» **EXTRACTED MATERIAL**
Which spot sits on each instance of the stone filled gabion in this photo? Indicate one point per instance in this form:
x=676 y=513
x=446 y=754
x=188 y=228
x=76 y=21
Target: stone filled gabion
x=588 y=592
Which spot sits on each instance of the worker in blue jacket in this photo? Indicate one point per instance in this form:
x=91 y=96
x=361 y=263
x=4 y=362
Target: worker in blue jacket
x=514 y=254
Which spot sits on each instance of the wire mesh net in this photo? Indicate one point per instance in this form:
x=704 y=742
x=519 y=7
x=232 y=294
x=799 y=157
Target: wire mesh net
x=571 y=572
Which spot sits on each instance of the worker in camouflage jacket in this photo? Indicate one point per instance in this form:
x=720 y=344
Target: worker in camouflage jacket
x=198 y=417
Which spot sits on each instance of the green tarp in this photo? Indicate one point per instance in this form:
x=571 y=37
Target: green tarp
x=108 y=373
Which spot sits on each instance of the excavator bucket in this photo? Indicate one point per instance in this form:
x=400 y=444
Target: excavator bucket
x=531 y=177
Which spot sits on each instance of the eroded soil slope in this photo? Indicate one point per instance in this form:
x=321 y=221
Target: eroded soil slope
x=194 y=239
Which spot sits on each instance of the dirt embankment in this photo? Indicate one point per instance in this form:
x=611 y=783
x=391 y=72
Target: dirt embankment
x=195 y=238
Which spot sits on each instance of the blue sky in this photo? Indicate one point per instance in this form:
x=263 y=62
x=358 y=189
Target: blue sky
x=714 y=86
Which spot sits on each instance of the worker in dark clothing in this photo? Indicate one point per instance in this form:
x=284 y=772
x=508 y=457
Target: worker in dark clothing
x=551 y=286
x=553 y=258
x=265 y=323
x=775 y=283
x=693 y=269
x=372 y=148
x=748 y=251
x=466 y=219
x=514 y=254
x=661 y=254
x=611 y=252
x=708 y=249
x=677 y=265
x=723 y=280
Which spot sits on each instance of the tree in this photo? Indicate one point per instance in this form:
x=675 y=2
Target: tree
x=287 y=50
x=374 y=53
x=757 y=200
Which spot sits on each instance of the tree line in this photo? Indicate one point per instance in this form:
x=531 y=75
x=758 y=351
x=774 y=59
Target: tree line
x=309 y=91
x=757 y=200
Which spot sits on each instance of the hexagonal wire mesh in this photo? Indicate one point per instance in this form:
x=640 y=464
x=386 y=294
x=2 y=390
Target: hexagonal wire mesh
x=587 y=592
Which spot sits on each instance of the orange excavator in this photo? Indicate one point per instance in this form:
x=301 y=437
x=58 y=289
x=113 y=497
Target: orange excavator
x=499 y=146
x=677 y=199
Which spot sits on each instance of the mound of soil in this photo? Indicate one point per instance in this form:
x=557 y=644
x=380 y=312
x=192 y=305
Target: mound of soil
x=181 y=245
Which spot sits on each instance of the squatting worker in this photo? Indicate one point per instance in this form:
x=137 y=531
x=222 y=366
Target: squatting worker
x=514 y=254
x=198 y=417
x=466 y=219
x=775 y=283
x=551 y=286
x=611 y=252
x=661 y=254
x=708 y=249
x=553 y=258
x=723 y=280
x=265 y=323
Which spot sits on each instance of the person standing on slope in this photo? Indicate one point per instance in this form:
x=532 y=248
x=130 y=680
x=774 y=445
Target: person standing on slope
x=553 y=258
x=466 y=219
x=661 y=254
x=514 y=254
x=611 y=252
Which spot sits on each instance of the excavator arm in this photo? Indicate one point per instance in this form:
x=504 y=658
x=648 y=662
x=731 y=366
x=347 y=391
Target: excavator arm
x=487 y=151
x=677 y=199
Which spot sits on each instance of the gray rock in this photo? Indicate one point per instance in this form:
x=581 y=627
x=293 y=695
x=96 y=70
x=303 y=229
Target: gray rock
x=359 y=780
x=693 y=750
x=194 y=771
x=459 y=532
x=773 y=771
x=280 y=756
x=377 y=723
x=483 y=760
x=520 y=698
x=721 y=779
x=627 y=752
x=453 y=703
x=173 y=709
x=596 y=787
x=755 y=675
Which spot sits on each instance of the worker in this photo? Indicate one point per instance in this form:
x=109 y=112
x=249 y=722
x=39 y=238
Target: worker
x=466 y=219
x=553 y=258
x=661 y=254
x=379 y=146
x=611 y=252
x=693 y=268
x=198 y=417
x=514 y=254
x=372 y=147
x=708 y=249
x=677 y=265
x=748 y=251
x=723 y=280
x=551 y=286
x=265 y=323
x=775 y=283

* * *

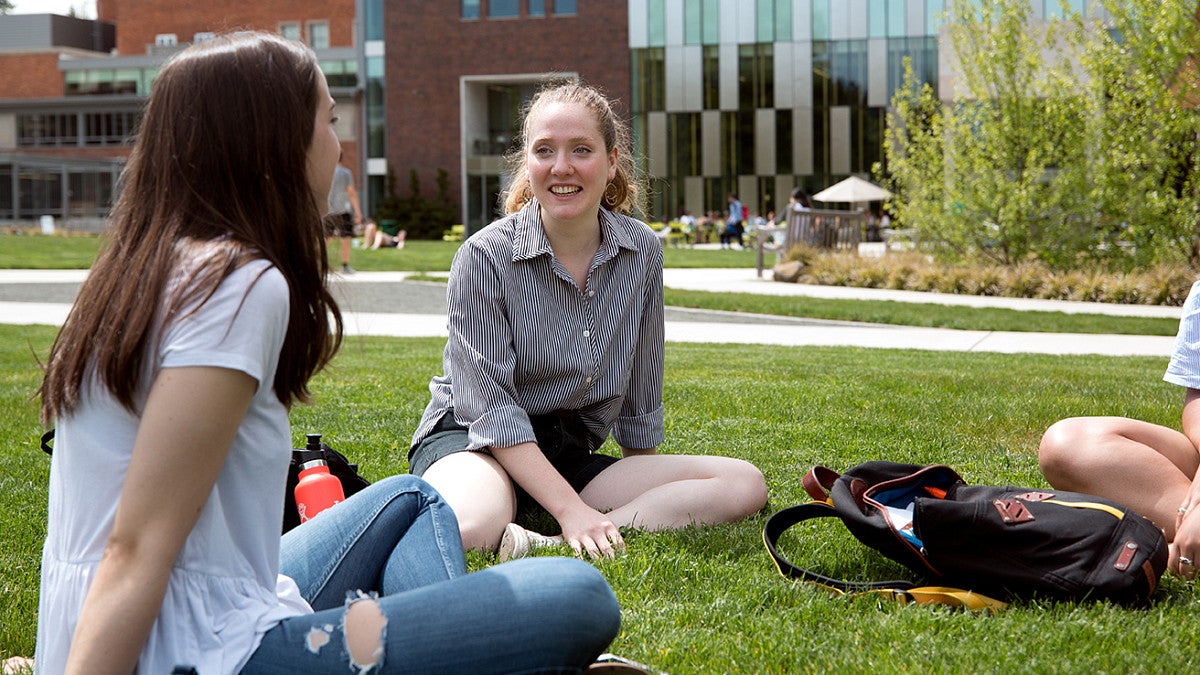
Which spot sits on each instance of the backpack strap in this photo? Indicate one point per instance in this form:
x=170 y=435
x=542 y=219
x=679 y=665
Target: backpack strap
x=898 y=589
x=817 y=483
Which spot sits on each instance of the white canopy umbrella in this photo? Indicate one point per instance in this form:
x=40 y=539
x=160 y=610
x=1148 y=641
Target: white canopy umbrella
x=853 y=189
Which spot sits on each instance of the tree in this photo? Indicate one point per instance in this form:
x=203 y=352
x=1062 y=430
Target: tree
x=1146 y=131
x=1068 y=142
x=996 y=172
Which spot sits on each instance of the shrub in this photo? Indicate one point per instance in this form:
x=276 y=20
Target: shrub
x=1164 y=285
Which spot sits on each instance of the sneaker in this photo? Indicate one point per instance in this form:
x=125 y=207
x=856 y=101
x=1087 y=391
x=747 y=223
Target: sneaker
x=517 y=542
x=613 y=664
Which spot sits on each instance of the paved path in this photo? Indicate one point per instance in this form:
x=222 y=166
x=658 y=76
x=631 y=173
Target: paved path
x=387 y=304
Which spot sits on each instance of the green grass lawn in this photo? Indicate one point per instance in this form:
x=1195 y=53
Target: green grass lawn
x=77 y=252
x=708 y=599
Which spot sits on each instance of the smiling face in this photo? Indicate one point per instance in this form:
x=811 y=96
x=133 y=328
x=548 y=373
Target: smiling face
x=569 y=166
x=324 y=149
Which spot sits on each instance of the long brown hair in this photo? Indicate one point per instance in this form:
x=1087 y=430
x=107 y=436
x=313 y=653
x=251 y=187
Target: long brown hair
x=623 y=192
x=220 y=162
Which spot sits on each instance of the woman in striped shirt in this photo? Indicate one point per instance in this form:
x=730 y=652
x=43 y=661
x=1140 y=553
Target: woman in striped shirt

» **WHAT TO PRODUCE**
Collect every line from the records above that contains the string "squatting". Match case exactly.

» **TASK OUTPUT**
Which spot sits on each instance of the squatting worker in this photo? Indicate one point per instance in this form:
Target: squatting worker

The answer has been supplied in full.